Esercizio scritto 1 —
Rispondi a queste domande sul brano dedicato alla morte di padre Agostino Gemelli:
(a) A che ora e in quale luogo morì padre Gemelli?
(b) Chi inviò al cardinale Montini un messaggio di cordoglio nel giorno stesso della morte?
(c) Dove e quando si svolsero i funerali solenni?
Esercizio scritto 2 —
Prosegui il brano sulla morte di padre Agostino Gemelli, ripartendo dopo la sua ultima frase.

Sezione di testo —
C’è una vecchia fotografia del 1959 che ritrae il cardinale Giovanni Battista Montini, arcivescovo di Milano, mentre accompagna il presidente della Repubblica, Giovanni Gronchi, a rendere omaggio alla salma di padre Agostino Gemelli. Era la sera del 15 luglio 1959: il fondatore dell’Università Cattolica si era spento alle 9 e 20 di quella mattina nella casa di cura milanese di San Giuseppe, assistito negli ultimi momenti dallo stesso cardinale, dall’ausiliare mons. Sergio Pignedoli e da altri sacerdoti. La notizia del decesso si era presto diffusa in Italia e nel mondo; anche il papa Giovanni XXIII aveva inviato nella stessa giornata il suo messaggio di cordoglio al presule ambrosiano. Due giorni dopo si tennero nel duomo di Milano i solenni funerali: Montini celebrò la messa pontificale e al termine tenne l’orazione funebre.

Dati forniti —
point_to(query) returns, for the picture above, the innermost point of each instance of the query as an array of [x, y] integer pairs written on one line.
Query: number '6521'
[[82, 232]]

Risposta scritta 1 —
(a) Morì alle 9 e 20 del mattino del 15 luglio 1959, nella casa di cura milanese di San Giuseppe.
(b) Il messaggio fu inviato da papa Giovanni XXIII.
(c) I funerali si tennero nel duomo di Milano, due giorni dopo la morte.

Risposta scritta 2 —
La prima parte del ritratto, che di lui Montini fece, era dedicata al ricordo fisico della persona, con quell’aspetto che i primi studenti della Cattolica avevano imparato a conoscere, ad amare e anche a temere, per via della sua notoria severità. L’arcivescovo ne ricordò «la statura tanto alta, e talora potente e prepotente e un po’ terribile», il corpo poderoso e vigoroso nell’umile saio francescano degli anni giovanili, divenuto un fisico forte e maestoso in quelli della maturità, poi curvo e spezzato per via delle infermità che lo avevano colpito. Testimonia i malanni che Gemelli pativa un’altra fotografia famosa dell’epoca, che ritrae padre Agostino il 21 dicembre 1958 insieme al neoeletto cardinale Montini, reduce da Roma, dove aveva ricevuto la porpora cardinalizia. In quest’immagine il frate francescano lo saluta sorridente e sereno, nonostante l’infermità che lo costringe su di una carrozzella. Dal 1940 infatti padre Gemelli aveva riportato una menomazione permanente al femore, a causa di un incidente stradale sulla via Emilia, seguito da un secondo incidente nel 1946 che gli aveva leso la spalla destra.


«Lo abbiamo temuto, sì, ed ammirato, prima di conoscerlo da vicino» ricordò Montini nell’orazione, aggiungendo alle prime notazione di timore quelle caratteristiche di dinamicità, concretezza e operatività che già gli aveva volentieri riconosciuto l’anno prima, celebrandone il cinquantesimo di sacerdozio. In quell’occasione festosa dell’anno precedente la ripetizione dell’aggettivo gagliardo da parte di Montini mirava a esprimere con efficacia anche plastica il dinamismo di padre Gemelli: gagliardo campione, uomo gagliardo e portato a impetuosa vitalità, aveva detto di lui l’arcivescovo.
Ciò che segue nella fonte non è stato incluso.